Records from a data source
**********
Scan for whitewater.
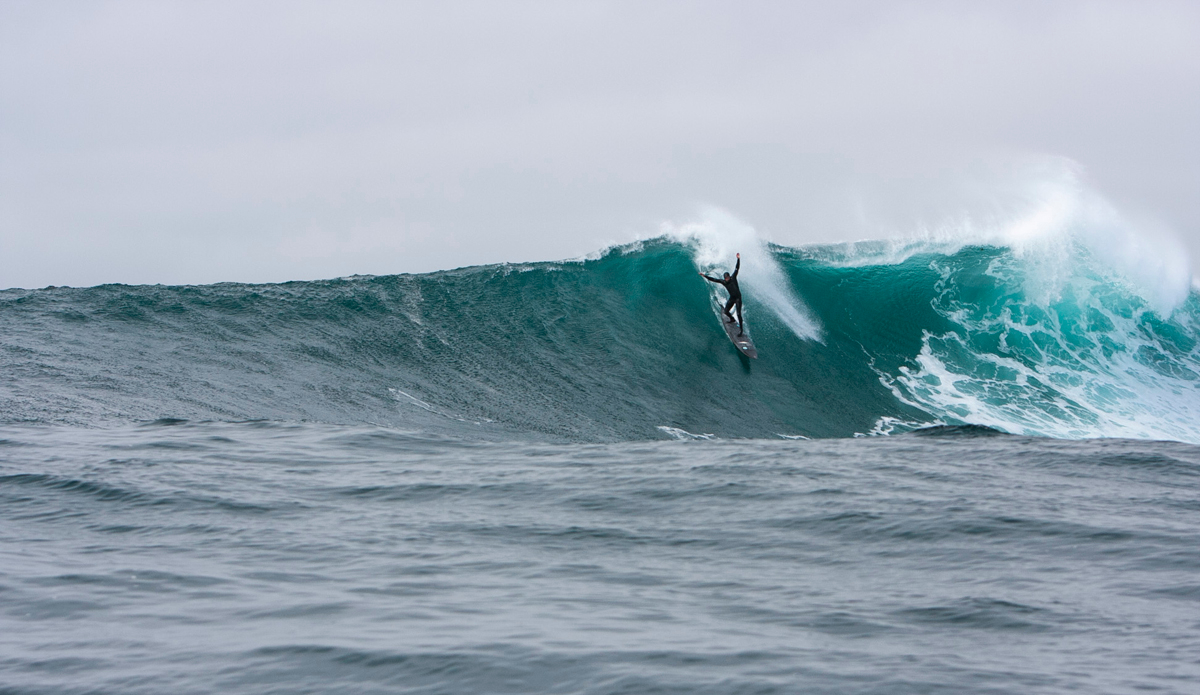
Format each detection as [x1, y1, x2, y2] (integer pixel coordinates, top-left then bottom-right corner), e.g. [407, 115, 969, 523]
[0, 211, 1200, 694]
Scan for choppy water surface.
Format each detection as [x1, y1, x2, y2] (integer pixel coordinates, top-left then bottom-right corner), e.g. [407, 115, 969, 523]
[0, 421, 1200, 694]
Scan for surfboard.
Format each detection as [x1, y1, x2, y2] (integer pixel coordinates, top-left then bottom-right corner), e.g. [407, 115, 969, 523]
[721, 311, 758, 359]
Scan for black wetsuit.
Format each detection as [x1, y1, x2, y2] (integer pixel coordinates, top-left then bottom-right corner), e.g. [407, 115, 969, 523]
[704, 258, 744, 335]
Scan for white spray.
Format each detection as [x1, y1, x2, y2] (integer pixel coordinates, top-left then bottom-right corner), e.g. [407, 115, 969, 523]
[662, 208, 822, 341]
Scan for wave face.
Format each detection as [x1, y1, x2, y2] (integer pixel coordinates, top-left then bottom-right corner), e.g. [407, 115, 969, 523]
[0, 238, 1200, 442]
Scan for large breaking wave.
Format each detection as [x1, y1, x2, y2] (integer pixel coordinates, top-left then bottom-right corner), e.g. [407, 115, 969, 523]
[0, 222, 1200, 442]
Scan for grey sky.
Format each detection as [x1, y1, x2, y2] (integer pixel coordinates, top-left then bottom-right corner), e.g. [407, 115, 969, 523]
[0, 1, 1200, 287]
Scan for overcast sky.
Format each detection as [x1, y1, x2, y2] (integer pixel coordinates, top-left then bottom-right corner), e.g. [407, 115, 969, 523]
[0, 0, 1200, 287]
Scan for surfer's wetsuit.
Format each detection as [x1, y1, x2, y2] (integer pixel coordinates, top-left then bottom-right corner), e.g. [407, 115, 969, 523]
[704, 261, 745, 335]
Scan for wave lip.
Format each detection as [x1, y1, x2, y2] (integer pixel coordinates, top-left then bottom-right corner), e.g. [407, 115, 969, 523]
[0, 231, 1200, 442]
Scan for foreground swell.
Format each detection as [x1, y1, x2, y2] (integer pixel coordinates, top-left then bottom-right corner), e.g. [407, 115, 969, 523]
[0, 239, 1200, 442]
[0, 423, 1200, 695]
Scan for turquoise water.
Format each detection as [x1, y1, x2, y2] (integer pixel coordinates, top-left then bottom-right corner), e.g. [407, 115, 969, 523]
[0, 239, 1200, 694]
[0, 239, 1200, 442]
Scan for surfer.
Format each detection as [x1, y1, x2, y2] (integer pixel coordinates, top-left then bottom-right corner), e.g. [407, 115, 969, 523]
[700, 253, 745, 335]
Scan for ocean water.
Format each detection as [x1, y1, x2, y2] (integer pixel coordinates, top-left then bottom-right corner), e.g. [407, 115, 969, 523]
[0, 238, 1200, 694]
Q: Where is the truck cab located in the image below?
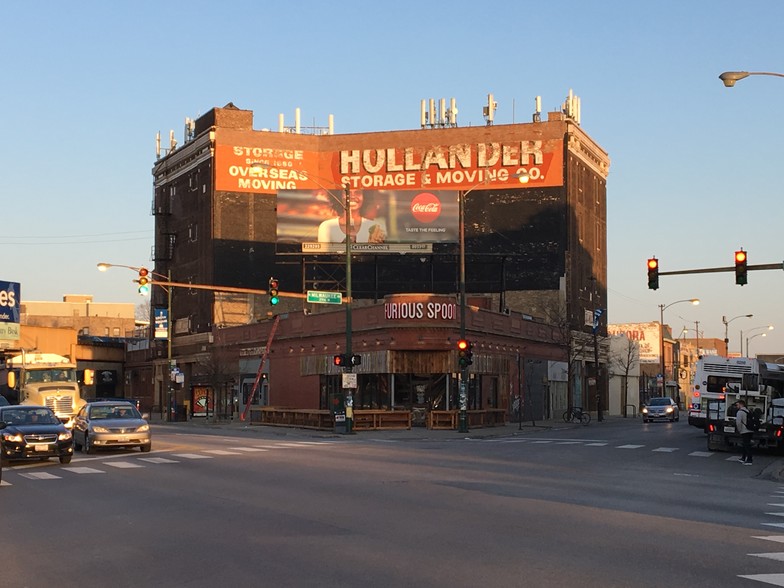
**********
Render every line of the records above as a JSON list of strings, one string per line, with blank lines dropped and the pictures left out.

[
  "Scan for whitewater.",
  "Format each detection as [x1, y1, x2, y2] (integer pixel coordinates, top-left then bottom-right corner), e.g. [407, 115, 969, 523]",
  "[0, 211, 1200, 694]",
  "Scan for choppy water surface.",
  "Format each detection as [x1, y1, x2, y2] (integer pixel coordinates, top-left then bottom-right corner), e.g. [407, 115, 969, 523]",
  "[0, 421, 1200, 694]",
  "Scan for surfboard.",
  "Format each detection as [x1, y1, x2, y2] (integer pixel coordinates, top-left then bottom-right corner), e.g. [407, 115, 969, 523]",
  "[721, 311, 758, 359]",
  "Scan for black wetsuit.",
  "Format each detection as [x1, y1, x2, y2] (integer pixel coordinates, top-left then bottom-right corner), e.g. [407, 115, 969, 523]",
  "[704, 258, 744, 335]",
  "Scan for white spray.",
  "Format each detection as [x1, y1, x2, y2] (integer pixel coordinates, top-left then bottom-right corner), e.g. [407, 115, 969, 523]",
  "[662, 208, 822, 341]",
  "Scan for wave face.",
  "Format each detection as [x1, y1, x2, y2] (integer pixel coordinates, top-left then bottom-right corner), e.g. [407, 115, 969, 523]",
  "[0, 238, 1200, 442]",
  "Scan for large breaking wave.",
  "Format each detection as [x1, y1, x2, y2] (integer pixel coordinates, top-left then bottom-right corner), e.g. [407, 115, 969, 523]",
  "[0, 222, 1200, 442]",
  "Scan for grey sky.",
  "Format each detection as [x1, y1, x2, y2] (integer pixel coordinates, top-left then bottom-right corner), e.g. [407, 115, 969, 523]",
  "[0, 1, 1200, 287]",
  "Scan for overcast sky.",
  "Format each detection as [x1, y1, x2, y2] (integer pixel coordinates, top-left then bottom-right corner), e.g. [407, 115, 969, 523]",
  "[0, 0, 1200, 287]",
  "Scan for surfer's wetsuit.",
  "Format each detection as [x1, y1, x2, y2] (integer pixel coordinates, top-left then bottom-right corner), e.g. [407, 115, 969, 523]",
  "[704, 261, 745, 335]",
  "Scan for wave lip.",
  "Format each detection as [x1, y1, x2, y2] (integer pixel coordinates, top-left then bottom-right corner), e.g. [407, 115, 969, 523]",
  "[0, 231, 1200, 442]",
  "Scan for foreground swell.",
  "Format each detection as [x1, y1, x2, y2] (integer pixel coordinates, top-left then bottom-right corner), e.g. [407, 115, 969, 523]",
  "[0, 239, 1200, 442]",
  "[0, 423, 1200, 695]",
  "Scan for turquoise water.",
  "Format each detection as [x1, y1, x2, y2] (integer pixel coordinates, top-left then bottom-right corner), e.g. [407, 115, 969, 523]",
  "[0, 239, 1200, 694]",
  "[0, 239, 1200, 442]",
  "Scan for surfer.",
  "Format each detection as [x1, y1, x2, y2] (integer pixel coordinates, top-left then bottom-right corner), e.g. [407, 115, 969, 523]",
  "[700, 253, 745, 335]",
  "Scan for ocean water.",
  "Format each detection as [x1, y1, x2, y2] (integer pixel coordinates, top-left then bottom-right corner), e.g. [407, 115, 969, 523]",
  "[0, 238, 1200, 694]",
  "Q: Where is the truck cab located in the image below?"
]